Extracted data entries:
^^^^
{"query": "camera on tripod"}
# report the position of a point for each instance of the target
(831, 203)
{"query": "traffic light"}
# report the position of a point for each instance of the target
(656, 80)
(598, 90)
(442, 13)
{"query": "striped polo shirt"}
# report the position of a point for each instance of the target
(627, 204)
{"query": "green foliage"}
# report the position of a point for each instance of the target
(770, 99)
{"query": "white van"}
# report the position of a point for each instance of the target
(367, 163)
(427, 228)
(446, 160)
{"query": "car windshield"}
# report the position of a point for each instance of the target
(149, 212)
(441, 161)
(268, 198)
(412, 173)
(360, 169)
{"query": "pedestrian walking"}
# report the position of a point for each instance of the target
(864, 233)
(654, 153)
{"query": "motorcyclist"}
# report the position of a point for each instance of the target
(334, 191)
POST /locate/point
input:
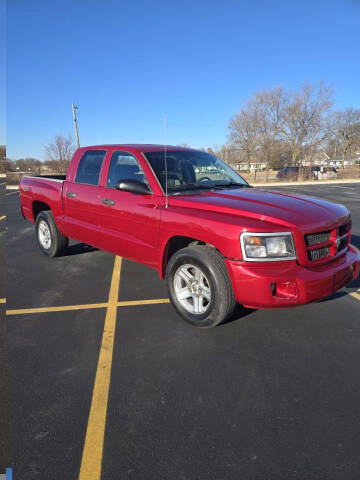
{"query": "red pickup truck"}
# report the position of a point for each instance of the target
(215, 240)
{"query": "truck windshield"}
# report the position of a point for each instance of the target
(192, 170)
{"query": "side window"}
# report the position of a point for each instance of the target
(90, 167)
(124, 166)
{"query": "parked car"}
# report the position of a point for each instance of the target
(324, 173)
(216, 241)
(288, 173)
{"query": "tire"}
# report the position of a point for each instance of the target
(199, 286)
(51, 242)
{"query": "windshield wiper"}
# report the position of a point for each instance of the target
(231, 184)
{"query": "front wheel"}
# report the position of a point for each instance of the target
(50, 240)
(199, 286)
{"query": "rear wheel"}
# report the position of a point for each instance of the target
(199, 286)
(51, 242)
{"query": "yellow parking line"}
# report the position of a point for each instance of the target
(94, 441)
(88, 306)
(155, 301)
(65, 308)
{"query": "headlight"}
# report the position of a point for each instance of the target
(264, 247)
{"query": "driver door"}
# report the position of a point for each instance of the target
^^^^
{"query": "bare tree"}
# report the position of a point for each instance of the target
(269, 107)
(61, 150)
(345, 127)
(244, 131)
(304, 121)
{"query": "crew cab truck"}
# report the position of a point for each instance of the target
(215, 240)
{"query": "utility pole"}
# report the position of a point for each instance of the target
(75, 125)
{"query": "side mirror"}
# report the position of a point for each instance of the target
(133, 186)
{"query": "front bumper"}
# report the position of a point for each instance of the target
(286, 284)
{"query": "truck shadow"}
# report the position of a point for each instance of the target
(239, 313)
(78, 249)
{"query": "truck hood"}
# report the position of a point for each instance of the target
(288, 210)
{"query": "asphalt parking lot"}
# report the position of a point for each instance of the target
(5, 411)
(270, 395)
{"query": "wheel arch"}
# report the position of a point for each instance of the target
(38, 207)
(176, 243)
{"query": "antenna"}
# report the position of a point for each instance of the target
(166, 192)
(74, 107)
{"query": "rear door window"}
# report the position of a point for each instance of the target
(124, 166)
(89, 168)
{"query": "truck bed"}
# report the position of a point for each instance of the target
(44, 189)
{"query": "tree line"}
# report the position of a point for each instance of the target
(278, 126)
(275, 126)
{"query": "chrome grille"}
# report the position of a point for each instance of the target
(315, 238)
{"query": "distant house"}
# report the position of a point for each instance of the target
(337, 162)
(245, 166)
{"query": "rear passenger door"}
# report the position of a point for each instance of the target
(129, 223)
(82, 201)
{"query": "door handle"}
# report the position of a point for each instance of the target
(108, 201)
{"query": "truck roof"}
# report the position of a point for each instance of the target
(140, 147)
^^^^
▸ **Exercise**
Count how many rows of the material above contain the string "line". Give only the number.

▸ **Expected answer**
2